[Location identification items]
===

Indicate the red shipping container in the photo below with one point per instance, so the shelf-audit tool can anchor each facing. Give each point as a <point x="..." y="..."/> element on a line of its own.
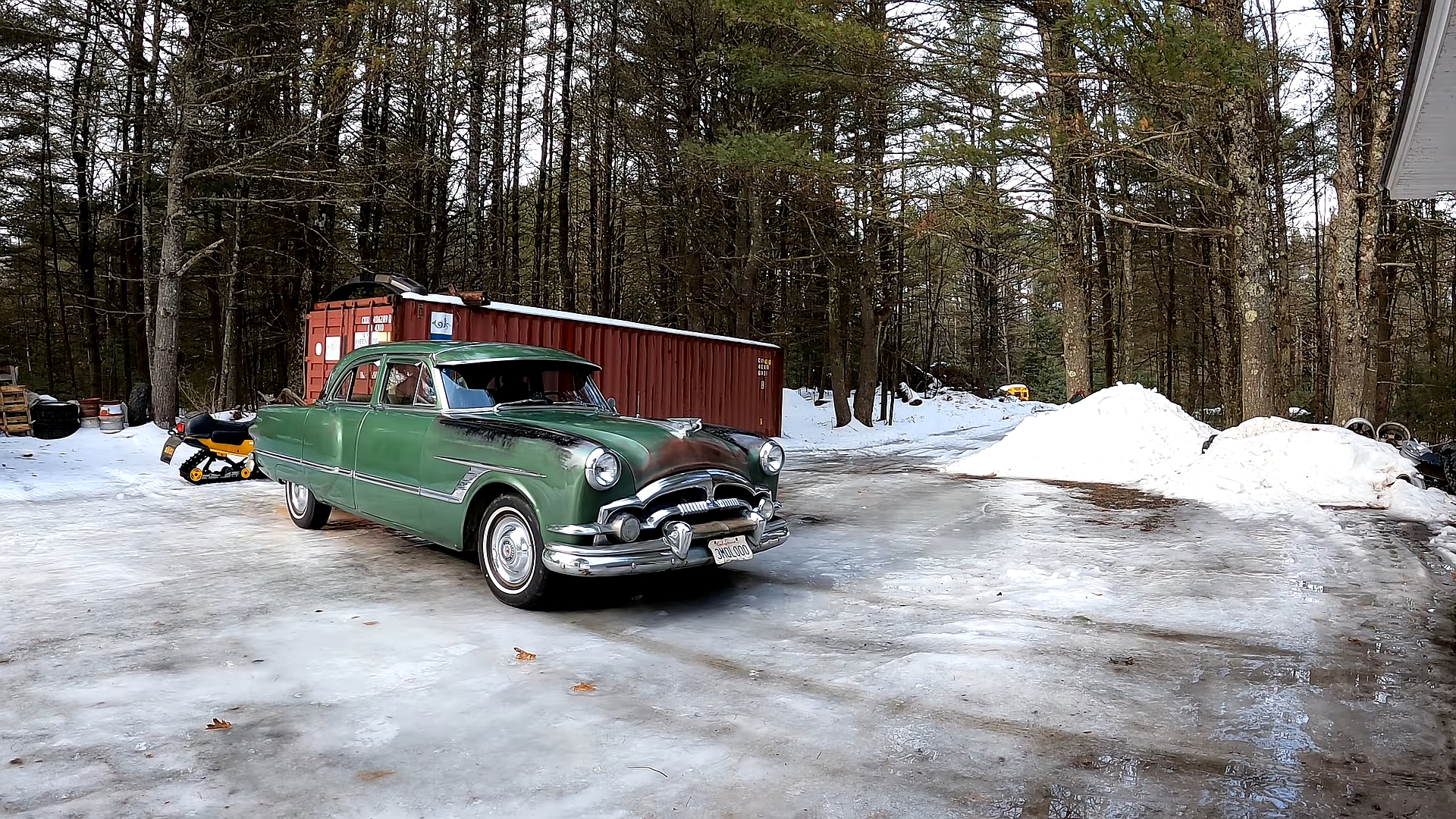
<point x="653" y="372"/>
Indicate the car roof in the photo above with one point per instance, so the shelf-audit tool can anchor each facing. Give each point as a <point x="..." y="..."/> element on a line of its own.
<point x="471" y="352"/>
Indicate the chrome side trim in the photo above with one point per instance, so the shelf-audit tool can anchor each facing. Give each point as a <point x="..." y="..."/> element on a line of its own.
<point x="462" y="485"/>
<point x="388" y="484"/>
<point x="309" y="464"/>
<point x="490" y="466"/>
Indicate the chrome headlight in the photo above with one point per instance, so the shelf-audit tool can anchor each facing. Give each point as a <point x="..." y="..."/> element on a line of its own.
<point x="770" y="458"/>
<point x="603" y="469"/>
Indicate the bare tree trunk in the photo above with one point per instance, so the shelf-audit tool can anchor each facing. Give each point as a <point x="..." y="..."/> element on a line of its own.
<point x="541" y="265"/>
<point x="228" y="378"/>
<point x="568" y="271"/>
<point x="475" y="124"/>
<point x="1069" y="215"/>
<point x="1248" y="222"/>
<point x="837" y="384"/>
<point x="174" y="231"/>
<point x="82" y="148"/>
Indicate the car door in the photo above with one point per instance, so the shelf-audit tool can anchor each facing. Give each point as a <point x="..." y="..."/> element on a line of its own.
<point x="386" y="460"/>
<point x="332" y="433"/>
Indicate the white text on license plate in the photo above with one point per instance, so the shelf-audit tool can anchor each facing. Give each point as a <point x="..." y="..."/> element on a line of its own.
<point x="728" y="550"/>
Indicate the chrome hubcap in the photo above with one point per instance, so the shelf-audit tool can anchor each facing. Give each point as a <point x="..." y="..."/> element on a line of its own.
<point x="513" y="553"/>
<point x="297" y="499"/>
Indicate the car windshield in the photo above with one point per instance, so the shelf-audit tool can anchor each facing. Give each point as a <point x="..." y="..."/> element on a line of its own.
<point x="519" y="384"/>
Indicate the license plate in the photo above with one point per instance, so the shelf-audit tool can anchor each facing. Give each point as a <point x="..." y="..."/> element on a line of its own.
<point x="728" y="550"/>
<point x="171" y="447"/>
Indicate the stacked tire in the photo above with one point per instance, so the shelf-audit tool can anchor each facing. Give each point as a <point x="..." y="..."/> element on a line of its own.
<point x="55" y="420"/>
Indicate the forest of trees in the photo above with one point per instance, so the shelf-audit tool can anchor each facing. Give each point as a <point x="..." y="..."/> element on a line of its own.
<point x="1062" y="193"/>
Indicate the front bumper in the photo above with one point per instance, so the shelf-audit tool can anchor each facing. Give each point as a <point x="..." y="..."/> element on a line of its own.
<point x="653" y="556"/>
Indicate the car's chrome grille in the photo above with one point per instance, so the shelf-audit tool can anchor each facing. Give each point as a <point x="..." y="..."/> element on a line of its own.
<point x="705" y="494"/>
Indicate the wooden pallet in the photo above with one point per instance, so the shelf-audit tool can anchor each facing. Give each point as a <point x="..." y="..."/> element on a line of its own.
<point x="15" y="413"/>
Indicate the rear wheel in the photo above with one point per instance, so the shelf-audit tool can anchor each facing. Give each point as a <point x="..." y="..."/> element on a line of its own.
<point x="194" y="468"/>
<point x="306" y="510"/>
<point x="510" y="553"/>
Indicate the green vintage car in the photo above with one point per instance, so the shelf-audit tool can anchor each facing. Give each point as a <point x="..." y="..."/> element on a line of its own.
<point x="511" y="452"/>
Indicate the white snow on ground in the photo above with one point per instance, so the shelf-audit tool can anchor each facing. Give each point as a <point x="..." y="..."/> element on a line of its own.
<point x="88" y="464"/>
<point x="1133" y="436"/>
<point x="1116" y="436"/>
<point x="941" y="428"/>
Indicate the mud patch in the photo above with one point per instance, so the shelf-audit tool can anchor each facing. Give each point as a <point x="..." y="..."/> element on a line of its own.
<point x="1109" y="496"/>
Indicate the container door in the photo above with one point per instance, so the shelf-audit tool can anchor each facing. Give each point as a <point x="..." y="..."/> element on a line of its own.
<point x="391" y="441"/>
<point x="332" y="431"/>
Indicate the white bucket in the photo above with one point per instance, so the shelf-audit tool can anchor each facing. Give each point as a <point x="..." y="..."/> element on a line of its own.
<point x="112" y="417"/>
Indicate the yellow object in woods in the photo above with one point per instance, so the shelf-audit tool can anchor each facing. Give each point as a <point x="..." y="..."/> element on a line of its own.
<point x="240" y="450"/>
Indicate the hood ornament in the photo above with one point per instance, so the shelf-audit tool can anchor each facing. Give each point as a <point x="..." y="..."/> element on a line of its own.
<point x="680" y="428"/>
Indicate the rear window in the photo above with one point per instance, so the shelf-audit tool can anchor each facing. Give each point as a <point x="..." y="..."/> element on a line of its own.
<point x="359" y="385"/>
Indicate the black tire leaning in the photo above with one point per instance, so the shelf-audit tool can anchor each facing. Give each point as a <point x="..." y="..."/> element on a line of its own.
<point x="509" y="548"/>
<point x="55" y="411"/>
<point x="53" y="430"/>
<point x="305" y="509"/>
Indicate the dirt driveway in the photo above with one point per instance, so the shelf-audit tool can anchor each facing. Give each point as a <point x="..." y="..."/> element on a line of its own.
<point x="922" y="646"/>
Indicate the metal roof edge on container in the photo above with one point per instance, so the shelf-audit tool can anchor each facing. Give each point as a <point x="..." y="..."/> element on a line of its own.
<point x="564" y="315"/>
<point x="1402" y="174"/>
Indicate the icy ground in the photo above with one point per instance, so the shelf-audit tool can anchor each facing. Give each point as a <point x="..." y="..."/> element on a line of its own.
<point x="1133" y="436"/>
<point x="924" y="646"/>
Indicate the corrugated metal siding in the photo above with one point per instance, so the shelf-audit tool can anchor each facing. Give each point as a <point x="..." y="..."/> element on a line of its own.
<point x="651" y="373"/>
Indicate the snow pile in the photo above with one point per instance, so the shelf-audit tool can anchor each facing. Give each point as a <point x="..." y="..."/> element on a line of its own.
<point x="1122" y="435"/>
<point x="88" y="464"/>
<point x="1133" y="436"/>
<point x="946" y="425"/>
<point x="1274" y="461"/>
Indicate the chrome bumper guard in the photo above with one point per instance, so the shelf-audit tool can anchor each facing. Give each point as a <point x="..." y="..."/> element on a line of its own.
<point x="654" y="556"/>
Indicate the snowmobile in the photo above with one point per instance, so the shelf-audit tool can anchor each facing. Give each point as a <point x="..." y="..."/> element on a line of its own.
<point x="220" y="441"/>
<point x="1436" y="463"/>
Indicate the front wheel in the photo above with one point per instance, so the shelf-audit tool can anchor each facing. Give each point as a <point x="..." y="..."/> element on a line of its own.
<point x="306" y="510"/>
<point x="510" y="553"/>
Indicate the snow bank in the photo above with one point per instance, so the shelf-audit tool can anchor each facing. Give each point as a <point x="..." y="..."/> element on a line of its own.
<point x="1272" y="461"/>
<point x="1133" y="436"/>
<point x="88" y="464"/>
<point x="1122" y="435"/>
<point x="951" y="425"/>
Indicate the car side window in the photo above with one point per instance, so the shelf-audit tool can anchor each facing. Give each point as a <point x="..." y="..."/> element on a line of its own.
<point x="406" y="384"/>
<point x="359" y="385"/>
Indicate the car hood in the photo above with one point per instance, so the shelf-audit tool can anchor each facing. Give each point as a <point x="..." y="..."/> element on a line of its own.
<point x="650" y="447"/>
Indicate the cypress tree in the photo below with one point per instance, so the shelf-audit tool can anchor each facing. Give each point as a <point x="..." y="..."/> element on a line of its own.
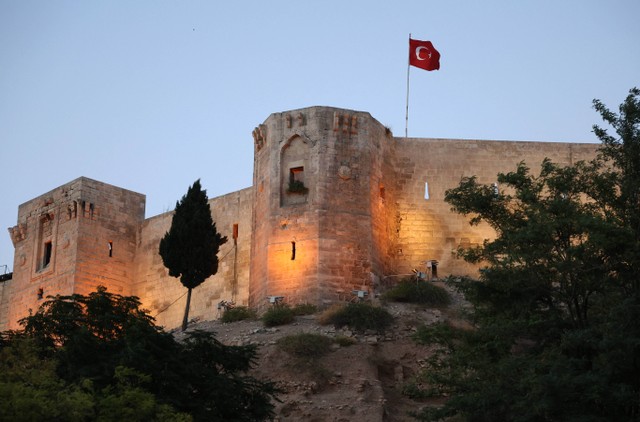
<point x="190" y="248"/>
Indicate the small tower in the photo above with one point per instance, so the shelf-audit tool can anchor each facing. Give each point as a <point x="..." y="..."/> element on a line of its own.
<point x="71" y="240"/>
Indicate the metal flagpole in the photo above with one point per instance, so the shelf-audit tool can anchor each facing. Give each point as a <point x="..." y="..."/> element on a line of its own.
<point x="406" y="117"/>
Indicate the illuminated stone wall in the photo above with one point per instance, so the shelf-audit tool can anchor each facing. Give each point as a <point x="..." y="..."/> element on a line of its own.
<point x="70" y="240"/>
<point x="426" y="228"/>
<point x="368" y="209"/>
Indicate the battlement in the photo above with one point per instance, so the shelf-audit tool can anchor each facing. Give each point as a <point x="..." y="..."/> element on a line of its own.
<point x="338" y="205"/>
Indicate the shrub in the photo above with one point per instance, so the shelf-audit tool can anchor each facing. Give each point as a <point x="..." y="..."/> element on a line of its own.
<point x="305" y="345"/>
<point x="420" y="292"/>
<point x="326" y="316"/>
<point x="361" y="317"/>
<point x="344" y="341"/>
<point x="239" y="313"/>
<point x="304" y="309"/>
<point x="278" y="315"/>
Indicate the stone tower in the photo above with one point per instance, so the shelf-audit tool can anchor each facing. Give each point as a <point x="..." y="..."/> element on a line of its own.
<point x="70" y="240"/>
<point x="317" y="175"/>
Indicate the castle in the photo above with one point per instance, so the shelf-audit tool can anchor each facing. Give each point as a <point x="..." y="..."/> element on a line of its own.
<point x="338" y="207"/>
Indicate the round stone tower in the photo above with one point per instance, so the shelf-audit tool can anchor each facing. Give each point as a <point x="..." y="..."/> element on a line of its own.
<point x="317" y="190"/>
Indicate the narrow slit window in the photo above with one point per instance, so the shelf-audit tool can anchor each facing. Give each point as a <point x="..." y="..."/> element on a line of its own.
<point x="46" y="255"/>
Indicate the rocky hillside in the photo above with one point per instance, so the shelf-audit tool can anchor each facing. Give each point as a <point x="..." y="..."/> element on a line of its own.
<point x="362" y="381"/>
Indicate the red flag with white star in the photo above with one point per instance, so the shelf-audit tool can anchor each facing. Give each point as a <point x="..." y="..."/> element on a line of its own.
<point x="423" y="54"/>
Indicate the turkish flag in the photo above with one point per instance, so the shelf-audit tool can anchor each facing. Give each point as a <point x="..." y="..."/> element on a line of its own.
<point x="423" y="54"/>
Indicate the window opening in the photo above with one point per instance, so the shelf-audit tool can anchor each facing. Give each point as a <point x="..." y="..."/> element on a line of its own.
<point x="296" y="180"/>
<point x="46" y="256"/>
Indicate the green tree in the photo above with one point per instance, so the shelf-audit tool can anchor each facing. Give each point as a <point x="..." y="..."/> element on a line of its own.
<point x="555" y="333"/>
<point x="190" y="248"/>
<point x="100" y="357"/>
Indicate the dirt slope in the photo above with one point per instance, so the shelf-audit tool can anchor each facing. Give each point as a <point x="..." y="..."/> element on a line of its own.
<point x="360" y="382"/>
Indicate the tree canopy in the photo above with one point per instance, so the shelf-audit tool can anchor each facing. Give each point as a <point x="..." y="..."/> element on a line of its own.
<point x="554" y="314"/>
<point x="100" y="357"/>
<point x="190" y="248"/>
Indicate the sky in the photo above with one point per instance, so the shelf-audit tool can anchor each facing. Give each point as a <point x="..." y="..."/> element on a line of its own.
<point x="152" y="95"/>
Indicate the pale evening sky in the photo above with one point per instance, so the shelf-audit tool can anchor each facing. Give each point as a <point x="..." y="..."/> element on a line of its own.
<point x="152" y="95"/>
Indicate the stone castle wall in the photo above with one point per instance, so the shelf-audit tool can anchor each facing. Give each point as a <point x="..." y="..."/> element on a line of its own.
<point x="165" y="296"/>
<point x="426" y="229"/>
<point x="70" y="240"/>
<point x="373" y="211"/>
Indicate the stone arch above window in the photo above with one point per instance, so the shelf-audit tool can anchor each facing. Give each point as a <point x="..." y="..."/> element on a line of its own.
<point x="295" y="175"/>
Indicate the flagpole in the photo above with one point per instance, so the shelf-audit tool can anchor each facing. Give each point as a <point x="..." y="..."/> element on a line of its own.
<point x="406" y="117"/>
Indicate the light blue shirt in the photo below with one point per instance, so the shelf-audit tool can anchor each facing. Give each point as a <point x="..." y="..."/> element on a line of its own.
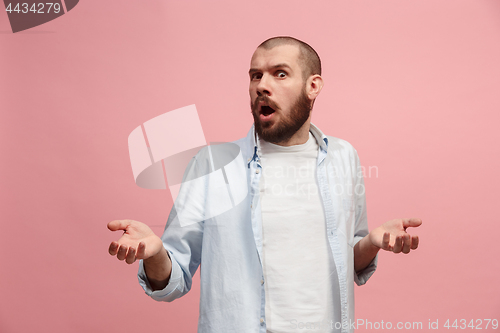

===

Print once more, exactly, the lines from the one with "Indicate the sky" through the last line of the data, both ends included, without any pictures.

SOLVED EXERCISE:
Indicate the sky in the photo above with one point per instance, so the shelf-audit tool can anchor each facing. Give each point as a <point x="..." y="..."/> element on a line of its own.
<point x="152" y="95"/>
Indicate the pale evening sky in the photo above with one point per instance, so the shelf-audit tool can anchor each facing. Give each point as a <point x="..." y="..."/> element on a line of its own.
<point x="152" y="95"/>
Indicate the stone castle wall in the photo above with one point per instance, so the shelf-audit tool can anchor each facing. Give each point as a <point x="..." y="..."/> element on a line of its own.
<point x="165" y="296"/>
<point x="426" y="229"/>
<point x="70" y="240"/>
<point x="373" y="211"/>
Indicate the stone arch above window in the photo above with one point per instance, so the shelf-audit tool can anchor each facing. Give each point as a <point x="..." y="..."/> element on a line of its own.
<point x="295" y="175"/>
Indicate the flagpole in the photo above with one point per instance, so the shelf-audit tool can anchor each facing. Give each point as a <point x="..." y="..."/> element on a line of its own.
<point x="406" y="117"/>
Indicate the light blue shirt in the photo below with one point per instance, so the shelf-audit tool can anchor each facing. Give each point as a <point x="..." y="..."/> element on a line of its own.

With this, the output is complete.